[Start Quoted passage]

Filmmaker Ava DuVernay explores the history of racial inequality in the United States, focusing on the fact that the nation's prisons are disproportionately filled with African-Americans.

2. Beasts of No Nation (2015)

As civil war rages in Africa, a fierce warlord (Idris Elba) trains a young orphan (Abraham Attah) to join his group of guerrilla soldiers.

3. Biggie & Tupac (2002)

Filmmaker Nick Broomfield examines the unsolved murders of rappers Tupac Shakur and Biggie Smalls.

4. Bright (2017)

In an alternate present day, humans, orcs, elves and fairies have been coexisting since the beginning of time. Two police officers, one a human, the other an orc, embark on a routine night patrol that will alter the future of their world as they know it. Battling both their own personal differences as well as an onslaught of enemies, they must work together to protect a young female elf and a thought-to-be-forgotten relic, which, in the wrong hands, could destroy everything.

5. City of God (2003)

Fernando Meirelles' City of God is a sweeping tale of how affects the poor population of Rio de Janeiro. Though the narrative skips around in time, the main focus is on Cabeleira who formed a gang called the Tender Trio. He and his best friend, Bené (Phelipe Haagensen), become lords over the course of a decade.

6. Colors of Heaven (2014)

Apartheid tests the friendship between actors Norman Knox (Jason Hartman) and Muntu Ndebele.

7. Deidra & Laney Rob a Train (2017)

Two sisters (Ashleigh Murray, Rachel Crow) turn to train robbery to make ends meet after their mother is arrested and thrown in jail.

8. Difret (2014)

This drama follows the traumatic experience of 14-year-old Hirut, a bright Ethiopian girl (Tizita Hagere) who became all too familiar with the extreme practice of being abducted into marriage. When Hirut kills her attacker while trying to escape and charged with murder, a tenacious lawyer (Meron Getnet) travels from the city to represent her.

9. Fruitvale Station (2013)

Though he once spent time in San Quentin, 22-year-old black man Oscar Grant (Michael B. Jordan) is now trying hard to live a clean life and support his girlfriend (Melonie Diaz) and young daughter (Ariana Neal). Flashbacks reveal the last day in Oscar's life, in which he accompanied his family and friends to San Francisco to watch fireworks on New Year's Eve, and, on the way back home, became swept up in an altercation with police that ended in tragedy. Based on a true story.

10. The Hard Stop (2015)

The police killing of Mark Duggan in London in 2011 ignites the worst civil unrest in recent British history.

[End Quoted passage]

_Set of tasks_:
1. From the film list, quote the passage that begins at the words "As civil war" and stops after the words "4. Bright (2017)".
2. Answer these questions using the film list.
(a) In what year was Beasts of No Nation released?
(b) Which filmmaker examines the unsolved murders of Tupac Shakur and Biggie Smalls?
(c) In which city was Mark Duggan killed by police?
3. Carry on the film list from where it stops.
None of the records is needed here.

[Start Dataset]

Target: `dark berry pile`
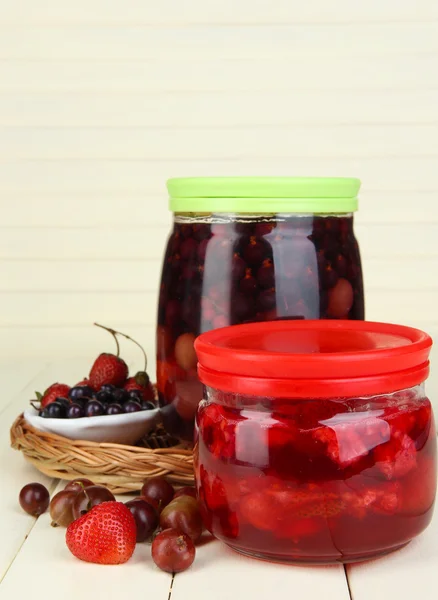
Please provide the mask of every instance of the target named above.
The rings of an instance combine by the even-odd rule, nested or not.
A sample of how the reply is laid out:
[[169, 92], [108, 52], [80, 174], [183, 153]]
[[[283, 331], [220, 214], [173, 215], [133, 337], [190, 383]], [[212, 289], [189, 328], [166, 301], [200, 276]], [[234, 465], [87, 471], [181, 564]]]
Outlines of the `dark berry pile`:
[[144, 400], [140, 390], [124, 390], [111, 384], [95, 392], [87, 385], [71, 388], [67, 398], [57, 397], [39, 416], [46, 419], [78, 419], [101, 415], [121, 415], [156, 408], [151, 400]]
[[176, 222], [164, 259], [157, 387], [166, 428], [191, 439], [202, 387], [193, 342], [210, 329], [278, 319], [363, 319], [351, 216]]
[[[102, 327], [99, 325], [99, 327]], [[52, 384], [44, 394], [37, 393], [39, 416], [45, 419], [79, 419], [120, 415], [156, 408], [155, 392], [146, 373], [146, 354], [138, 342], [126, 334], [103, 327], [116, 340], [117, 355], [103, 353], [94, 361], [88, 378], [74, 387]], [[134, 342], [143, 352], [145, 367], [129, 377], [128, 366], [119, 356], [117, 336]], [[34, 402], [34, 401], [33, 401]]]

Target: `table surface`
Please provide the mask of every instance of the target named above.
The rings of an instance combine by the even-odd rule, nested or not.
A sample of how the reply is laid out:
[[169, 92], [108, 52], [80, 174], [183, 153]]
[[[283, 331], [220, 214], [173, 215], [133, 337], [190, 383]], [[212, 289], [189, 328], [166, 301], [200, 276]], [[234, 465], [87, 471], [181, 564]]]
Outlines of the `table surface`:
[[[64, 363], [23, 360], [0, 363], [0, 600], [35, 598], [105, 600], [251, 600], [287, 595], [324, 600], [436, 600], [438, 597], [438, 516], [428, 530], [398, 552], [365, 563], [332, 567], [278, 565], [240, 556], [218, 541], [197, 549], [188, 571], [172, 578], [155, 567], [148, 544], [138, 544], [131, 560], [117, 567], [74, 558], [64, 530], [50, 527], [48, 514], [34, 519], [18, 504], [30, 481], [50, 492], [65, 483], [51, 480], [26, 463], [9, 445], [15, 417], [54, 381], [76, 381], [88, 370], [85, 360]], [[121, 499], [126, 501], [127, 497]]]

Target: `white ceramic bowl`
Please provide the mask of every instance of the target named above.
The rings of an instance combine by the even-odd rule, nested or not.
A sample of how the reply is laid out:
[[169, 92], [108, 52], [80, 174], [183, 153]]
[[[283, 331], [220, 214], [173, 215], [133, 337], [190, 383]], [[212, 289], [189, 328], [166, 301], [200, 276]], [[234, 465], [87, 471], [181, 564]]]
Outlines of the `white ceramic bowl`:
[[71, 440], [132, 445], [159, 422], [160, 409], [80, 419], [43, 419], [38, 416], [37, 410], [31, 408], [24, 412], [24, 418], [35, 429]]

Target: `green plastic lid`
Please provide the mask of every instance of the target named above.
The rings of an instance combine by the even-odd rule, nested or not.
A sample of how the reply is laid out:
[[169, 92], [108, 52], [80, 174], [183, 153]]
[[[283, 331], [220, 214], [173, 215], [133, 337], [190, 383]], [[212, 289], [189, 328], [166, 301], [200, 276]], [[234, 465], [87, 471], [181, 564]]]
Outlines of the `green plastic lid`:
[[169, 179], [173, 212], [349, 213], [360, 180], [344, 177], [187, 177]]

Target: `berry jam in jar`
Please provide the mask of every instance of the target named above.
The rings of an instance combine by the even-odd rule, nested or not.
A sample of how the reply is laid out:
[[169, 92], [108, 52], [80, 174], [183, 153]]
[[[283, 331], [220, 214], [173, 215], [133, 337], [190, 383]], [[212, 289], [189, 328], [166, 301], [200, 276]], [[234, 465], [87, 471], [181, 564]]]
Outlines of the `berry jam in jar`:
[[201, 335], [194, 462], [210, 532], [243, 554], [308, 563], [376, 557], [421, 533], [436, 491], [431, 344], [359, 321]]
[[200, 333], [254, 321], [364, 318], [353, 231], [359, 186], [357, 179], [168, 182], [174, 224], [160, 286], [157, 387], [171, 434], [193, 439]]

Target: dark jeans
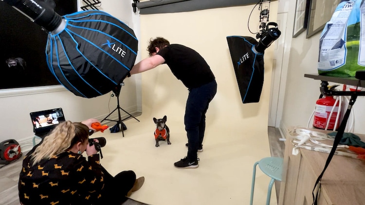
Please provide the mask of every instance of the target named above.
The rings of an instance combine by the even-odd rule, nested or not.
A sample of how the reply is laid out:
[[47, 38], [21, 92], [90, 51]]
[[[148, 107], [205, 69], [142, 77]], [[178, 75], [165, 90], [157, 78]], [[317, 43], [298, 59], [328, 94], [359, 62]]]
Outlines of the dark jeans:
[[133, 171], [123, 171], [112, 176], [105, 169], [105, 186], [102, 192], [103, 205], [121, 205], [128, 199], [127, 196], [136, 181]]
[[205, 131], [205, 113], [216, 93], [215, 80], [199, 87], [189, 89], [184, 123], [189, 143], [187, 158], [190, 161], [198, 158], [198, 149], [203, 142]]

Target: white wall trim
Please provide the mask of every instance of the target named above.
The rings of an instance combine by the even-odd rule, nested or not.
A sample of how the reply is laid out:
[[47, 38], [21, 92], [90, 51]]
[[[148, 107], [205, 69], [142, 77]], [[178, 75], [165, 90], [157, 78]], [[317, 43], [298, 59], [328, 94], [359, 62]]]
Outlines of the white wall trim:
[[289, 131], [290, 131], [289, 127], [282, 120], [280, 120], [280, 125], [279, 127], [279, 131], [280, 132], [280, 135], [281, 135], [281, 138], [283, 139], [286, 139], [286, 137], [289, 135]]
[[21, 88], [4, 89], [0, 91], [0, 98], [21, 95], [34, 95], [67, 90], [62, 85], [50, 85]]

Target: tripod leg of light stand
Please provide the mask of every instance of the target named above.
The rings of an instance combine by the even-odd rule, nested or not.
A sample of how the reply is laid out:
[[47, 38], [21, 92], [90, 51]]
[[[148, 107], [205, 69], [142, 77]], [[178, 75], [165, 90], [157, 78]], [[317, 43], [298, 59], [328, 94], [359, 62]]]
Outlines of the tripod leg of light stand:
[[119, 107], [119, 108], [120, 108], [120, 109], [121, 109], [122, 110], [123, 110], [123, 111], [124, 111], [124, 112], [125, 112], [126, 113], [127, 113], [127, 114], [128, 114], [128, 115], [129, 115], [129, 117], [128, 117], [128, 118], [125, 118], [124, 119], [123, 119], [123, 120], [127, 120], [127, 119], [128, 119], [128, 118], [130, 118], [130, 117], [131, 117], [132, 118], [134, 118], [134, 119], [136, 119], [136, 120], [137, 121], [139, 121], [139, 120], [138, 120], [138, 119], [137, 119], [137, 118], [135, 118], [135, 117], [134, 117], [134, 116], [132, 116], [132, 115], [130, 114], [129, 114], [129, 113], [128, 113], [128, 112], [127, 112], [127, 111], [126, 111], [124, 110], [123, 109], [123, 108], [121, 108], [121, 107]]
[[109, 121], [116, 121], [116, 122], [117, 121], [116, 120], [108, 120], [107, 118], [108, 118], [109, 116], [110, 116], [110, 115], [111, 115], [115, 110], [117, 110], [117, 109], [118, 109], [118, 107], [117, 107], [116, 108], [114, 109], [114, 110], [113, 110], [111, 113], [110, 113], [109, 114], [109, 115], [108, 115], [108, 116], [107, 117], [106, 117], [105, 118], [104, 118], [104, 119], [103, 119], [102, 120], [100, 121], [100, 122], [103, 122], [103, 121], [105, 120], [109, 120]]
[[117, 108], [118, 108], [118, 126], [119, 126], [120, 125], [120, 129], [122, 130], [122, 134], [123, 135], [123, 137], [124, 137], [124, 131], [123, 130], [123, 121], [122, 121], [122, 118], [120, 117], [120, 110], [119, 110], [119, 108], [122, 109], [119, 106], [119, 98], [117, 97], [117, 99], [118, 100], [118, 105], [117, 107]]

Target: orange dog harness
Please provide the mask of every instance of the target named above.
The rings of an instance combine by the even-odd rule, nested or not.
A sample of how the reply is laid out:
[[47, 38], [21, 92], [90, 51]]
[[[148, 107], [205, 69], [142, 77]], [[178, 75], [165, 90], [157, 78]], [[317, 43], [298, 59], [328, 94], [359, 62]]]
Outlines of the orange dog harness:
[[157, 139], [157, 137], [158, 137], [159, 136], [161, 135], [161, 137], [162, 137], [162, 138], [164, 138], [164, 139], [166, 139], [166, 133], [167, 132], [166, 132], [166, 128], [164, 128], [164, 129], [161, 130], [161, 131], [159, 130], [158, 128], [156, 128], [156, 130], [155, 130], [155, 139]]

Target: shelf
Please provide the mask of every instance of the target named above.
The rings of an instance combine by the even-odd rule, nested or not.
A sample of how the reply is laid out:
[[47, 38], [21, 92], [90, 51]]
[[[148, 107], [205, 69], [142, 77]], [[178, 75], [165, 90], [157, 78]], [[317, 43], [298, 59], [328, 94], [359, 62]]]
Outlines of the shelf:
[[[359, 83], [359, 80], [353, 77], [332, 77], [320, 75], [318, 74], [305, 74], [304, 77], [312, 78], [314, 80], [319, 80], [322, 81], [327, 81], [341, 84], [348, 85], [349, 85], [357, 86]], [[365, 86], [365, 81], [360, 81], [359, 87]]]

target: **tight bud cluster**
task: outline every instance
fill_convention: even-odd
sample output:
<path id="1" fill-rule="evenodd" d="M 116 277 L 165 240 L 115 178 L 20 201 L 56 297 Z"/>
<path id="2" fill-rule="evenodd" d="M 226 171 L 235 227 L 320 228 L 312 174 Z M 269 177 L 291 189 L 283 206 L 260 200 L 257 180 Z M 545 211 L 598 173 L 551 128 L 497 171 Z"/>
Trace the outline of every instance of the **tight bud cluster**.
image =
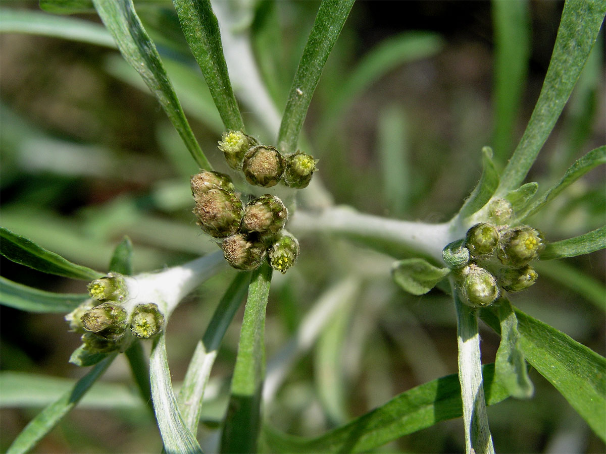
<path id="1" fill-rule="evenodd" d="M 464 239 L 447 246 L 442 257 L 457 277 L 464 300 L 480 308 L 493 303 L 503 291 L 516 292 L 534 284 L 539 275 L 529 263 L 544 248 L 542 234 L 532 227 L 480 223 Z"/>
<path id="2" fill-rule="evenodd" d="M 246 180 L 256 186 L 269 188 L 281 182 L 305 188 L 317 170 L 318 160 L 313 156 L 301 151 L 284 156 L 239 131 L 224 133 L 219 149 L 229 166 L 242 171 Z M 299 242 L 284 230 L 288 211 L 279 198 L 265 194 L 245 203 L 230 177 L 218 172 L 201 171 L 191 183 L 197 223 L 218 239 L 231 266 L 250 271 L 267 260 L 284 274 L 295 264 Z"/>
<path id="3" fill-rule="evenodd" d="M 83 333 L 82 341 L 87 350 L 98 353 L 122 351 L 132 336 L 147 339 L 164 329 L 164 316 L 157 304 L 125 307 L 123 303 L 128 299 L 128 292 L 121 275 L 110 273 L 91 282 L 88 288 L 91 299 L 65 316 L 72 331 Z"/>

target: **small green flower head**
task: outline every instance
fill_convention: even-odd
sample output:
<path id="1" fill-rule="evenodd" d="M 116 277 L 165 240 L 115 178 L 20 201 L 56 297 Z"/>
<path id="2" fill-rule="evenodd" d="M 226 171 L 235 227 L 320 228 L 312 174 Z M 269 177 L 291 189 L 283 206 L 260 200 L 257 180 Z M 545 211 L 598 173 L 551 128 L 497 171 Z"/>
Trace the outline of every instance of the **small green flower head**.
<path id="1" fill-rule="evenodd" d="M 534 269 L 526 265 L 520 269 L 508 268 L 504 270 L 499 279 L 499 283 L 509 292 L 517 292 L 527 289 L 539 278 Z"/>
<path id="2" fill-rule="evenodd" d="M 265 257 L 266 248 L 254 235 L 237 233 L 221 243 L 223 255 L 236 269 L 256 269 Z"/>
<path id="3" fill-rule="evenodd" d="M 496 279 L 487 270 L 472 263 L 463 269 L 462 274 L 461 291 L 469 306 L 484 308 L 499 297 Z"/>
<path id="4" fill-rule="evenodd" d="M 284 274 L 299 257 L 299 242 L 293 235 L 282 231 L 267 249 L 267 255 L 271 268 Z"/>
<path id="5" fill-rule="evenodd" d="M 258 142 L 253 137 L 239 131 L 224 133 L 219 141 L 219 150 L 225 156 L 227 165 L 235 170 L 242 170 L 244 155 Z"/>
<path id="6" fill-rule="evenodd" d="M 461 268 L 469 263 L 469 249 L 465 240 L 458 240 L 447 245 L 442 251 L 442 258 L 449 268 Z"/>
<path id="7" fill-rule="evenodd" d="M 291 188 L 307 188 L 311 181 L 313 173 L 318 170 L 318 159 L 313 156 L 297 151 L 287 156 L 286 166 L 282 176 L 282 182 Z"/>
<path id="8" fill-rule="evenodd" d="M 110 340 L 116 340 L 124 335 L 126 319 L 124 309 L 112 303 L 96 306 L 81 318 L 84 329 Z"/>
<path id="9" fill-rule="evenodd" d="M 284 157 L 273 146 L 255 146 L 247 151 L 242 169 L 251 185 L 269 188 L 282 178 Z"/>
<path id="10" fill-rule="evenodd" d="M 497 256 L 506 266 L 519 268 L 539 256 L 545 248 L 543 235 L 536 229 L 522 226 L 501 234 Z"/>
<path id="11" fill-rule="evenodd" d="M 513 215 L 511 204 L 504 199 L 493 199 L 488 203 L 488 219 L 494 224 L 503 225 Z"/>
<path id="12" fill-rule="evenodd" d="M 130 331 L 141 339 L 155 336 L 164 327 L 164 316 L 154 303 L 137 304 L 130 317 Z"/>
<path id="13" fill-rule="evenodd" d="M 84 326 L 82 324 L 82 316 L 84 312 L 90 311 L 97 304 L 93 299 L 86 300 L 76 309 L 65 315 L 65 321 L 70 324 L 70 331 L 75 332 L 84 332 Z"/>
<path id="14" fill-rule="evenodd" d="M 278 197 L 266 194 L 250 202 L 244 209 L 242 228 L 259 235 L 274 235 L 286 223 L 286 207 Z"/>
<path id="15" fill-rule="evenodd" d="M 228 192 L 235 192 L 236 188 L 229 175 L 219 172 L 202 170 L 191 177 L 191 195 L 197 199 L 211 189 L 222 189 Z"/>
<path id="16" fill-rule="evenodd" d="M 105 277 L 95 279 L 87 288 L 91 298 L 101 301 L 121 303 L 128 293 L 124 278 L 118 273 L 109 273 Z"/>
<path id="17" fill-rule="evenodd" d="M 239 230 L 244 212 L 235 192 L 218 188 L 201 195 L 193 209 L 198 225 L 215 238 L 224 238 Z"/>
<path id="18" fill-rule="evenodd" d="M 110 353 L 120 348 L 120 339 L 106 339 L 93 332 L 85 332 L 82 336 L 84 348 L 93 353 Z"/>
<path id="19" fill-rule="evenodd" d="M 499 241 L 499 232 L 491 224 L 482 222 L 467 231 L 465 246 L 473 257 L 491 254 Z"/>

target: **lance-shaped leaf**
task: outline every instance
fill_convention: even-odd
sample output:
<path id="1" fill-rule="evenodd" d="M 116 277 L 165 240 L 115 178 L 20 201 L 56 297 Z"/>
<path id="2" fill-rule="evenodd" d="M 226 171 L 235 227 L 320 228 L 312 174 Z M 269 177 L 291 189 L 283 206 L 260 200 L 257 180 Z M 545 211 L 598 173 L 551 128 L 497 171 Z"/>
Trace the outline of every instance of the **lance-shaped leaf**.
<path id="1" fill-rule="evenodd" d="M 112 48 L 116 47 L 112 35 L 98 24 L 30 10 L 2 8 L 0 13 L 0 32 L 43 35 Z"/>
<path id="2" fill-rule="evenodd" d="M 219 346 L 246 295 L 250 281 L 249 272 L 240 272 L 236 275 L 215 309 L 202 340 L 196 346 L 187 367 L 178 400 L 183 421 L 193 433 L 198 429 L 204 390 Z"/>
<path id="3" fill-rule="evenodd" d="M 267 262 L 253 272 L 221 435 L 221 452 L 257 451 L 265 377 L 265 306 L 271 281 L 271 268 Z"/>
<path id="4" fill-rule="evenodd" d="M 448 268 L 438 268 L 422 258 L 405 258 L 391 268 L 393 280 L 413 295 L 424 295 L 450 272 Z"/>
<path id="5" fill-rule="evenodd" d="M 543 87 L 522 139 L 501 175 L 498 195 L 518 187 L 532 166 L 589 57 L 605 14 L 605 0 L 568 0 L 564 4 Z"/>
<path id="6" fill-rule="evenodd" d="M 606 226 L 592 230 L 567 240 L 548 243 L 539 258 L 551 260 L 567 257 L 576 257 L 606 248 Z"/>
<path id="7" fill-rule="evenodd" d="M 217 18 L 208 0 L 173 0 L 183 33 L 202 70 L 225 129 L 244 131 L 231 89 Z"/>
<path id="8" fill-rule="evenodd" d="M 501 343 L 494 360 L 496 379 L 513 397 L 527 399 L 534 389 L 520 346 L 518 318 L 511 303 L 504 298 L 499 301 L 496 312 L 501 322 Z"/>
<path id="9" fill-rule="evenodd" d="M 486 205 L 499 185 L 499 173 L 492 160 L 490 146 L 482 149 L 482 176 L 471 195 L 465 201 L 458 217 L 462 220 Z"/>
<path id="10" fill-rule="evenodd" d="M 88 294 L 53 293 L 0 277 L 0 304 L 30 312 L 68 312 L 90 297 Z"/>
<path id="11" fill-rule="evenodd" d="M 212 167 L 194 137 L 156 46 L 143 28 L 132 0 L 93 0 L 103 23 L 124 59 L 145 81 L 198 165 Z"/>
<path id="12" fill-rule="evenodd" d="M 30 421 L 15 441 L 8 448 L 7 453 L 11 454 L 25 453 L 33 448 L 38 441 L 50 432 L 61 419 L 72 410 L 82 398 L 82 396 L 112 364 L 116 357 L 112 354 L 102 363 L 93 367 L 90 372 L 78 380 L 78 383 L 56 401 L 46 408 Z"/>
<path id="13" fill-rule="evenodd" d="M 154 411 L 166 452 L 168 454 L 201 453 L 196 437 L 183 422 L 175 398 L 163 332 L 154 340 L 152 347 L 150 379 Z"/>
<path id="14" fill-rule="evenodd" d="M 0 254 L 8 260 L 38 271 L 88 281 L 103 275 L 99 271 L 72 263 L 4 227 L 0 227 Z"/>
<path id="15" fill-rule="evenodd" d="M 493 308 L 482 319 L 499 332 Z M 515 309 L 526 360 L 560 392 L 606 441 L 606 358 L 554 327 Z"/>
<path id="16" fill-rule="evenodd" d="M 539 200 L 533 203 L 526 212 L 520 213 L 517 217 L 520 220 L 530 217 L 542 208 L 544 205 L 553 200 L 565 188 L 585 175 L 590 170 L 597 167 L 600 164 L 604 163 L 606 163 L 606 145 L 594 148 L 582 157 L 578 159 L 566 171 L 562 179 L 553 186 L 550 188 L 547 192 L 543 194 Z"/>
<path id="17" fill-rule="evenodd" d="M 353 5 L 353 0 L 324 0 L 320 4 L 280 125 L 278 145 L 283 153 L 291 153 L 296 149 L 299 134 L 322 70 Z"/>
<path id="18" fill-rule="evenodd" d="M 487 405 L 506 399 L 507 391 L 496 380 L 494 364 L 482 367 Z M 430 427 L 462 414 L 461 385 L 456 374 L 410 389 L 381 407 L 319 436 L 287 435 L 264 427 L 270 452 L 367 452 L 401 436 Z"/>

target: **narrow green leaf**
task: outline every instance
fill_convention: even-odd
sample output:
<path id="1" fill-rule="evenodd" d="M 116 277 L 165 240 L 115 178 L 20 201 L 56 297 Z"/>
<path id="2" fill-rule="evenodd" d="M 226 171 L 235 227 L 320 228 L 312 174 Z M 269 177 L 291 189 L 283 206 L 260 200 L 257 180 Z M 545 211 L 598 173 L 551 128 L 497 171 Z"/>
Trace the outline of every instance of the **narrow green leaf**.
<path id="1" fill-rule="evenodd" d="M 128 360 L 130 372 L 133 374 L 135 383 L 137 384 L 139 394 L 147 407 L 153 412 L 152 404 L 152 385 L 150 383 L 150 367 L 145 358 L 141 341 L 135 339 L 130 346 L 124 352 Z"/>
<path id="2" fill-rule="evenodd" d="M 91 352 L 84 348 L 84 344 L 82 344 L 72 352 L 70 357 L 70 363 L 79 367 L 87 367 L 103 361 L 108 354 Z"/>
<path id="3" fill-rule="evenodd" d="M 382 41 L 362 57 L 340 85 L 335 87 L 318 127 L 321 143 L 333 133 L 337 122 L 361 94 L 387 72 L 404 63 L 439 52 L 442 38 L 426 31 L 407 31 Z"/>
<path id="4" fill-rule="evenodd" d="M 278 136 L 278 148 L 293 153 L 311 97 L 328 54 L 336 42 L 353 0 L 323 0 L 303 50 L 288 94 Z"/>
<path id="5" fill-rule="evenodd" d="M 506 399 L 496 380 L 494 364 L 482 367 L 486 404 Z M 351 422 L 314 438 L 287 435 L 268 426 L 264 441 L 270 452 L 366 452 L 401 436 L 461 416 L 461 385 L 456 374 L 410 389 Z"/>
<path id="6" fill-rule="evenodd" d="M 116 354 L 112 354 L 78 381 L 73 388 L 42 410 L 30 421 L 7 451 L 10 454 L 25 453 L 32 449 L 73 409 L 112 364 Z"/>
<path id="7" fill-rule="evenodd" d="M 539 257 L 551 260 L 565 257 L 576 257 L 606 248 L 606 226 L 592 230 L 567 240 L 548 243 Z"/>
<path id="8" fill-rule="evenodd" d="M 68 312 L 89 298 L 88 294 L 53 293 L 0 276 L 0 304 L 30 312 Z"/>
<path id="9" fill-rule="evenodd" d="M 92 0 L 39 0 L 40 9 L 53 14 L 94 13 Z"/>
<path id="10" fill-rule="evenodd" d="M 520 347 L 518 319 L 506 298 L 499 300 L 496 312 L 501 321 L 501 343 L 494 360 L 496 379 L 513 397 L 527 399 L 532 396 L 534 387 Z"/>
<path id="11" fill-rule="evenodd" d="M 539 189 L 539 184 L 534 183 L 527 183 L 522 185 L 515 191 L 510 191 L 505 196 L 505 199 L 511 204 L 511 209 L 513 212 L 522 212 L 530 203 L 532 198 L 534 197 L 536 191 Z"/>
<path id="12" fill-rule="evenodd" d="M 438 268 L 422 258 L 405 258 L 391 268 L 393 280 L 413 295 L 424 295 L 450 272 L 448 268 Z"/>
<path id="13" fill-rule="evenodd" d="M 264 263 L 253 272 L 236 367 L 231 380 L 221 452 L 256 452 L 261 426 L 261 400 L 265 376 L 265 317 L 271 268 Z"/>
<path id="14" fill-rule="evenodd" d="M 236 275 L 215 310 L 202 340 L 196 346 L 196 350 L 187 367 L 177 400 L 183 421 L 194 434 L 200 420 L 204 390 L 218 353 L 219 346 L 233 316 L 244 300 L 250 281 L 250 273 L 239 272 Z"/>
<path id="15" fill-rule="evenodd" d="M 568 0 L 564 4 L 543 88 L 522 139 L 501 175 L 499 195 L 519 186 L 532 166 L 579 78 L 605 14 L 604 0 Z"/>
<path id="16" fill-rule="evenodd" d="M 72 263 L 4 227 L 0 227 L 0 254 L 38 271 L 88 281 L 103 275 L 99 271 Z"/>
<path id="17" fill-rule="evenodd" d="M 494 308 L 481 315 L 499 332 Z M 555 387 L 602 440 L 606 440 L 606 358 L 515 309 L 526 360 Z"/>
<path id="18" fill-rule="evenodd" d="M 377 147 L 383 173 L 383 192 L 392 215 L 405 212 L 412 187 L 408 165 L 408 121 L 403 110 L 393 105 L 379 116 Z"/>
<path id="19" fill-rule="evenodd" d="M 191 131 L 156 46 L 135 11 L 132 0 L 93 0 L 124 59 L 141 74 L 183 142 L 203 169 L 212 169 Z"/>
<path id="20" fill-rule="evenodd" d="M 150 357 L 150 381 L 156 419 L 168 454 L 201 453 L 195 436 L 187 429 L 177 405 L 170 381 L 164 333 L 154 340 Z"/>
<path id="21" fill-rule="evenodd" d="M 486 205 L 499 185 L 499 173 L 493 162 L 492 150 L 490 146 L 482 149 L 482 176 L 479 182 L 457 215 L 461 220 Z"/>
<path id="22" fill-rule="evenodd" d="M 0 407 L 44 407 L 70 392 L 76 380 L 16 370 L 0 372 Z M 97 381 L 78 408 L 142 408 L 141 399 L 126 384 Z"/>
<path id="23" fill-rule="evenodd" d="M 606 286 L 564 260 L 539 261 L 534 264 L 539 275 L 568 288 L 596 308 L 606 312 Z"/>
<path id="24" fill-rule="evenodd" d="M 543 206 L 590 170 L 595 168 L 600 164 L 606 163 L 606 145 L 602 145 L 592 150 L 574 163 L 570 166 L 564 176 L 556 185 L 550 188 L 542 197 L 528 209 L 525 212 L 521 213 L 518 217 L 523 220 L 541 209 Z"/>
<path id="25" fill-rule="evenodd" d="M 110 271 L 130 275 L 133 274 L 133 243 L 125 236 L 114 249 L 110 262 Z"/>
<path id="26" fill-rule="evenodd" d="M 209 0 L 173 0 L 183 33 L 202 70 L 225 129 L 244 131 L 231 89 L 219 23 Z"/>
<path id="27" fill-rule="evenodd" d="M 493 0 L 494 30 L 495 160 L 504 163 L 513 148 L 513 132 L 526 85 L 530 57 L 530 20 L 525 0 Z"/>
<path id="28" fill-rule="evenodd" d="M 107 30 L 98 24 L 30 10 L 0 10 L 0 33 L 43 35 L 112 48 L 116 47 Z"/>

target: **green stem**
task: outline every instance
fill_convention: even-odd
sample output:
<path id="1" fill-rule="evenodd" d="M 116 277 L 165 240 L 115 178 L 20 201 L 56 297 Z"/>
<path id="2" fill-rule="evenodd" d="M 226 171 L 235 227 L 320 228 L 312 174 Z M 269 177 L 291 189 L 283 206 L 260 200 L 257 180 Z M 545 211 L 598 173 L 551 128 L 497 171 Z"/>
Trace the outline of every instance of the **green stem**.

[End Dataset]

_Solved problems_:
1.
As civil war rages in Africa, a fierce warlord (Idris Elba) trains a young orphan (Abraham Attah) to join his group of guerrilla soldiers.

3. Biggie & Tupac (2002)

Filmmaker Nick Broomfield examines the unsolved murders of rappers Tupac Shakur and Biggie Smalls.

4. Bright (2017)

2.
(a) 2015
(b) Nick Broomfield
(c) London

3.
11. The House on Coco Road (2016)

An activist and teacher moves her children from Oakland, Calif., to join the Grenada Revolution.

12. Hunter Gatherer (2015)

Ashley Douglas (Andre Royo) thinks everything should fall into place when he's released after three years in prison. He thinks his friends should come to his welcome home party, and his girlfriend, Linda (Ashley Wilkerson), should greet him with open arms. When things don't go as planned, Ashley, a 40-something African-American, restarts his life with next to nothing.

13. I Called Him Morgan (2016)

Helen Morgan had nursed her common-law husband, jazz great Lee Morgan, through heroin addiction. On a February night in 1972, she walked into Slug's Saloon in the East Village with a gun in her purse, and after they fought and he physically threw her out of the bar, she returned and shot him. Then, Helen relinquished the gun and waited for the police to come for her. Many years later, she was interviewed about her life with the brilliant and unpredictable musician.

14. Imperial Dreams (2014)

A reformed gangster's devotion to his family is tested when he is released from prison and returns to his old neighborhood.

15. Jackie Brown (2012)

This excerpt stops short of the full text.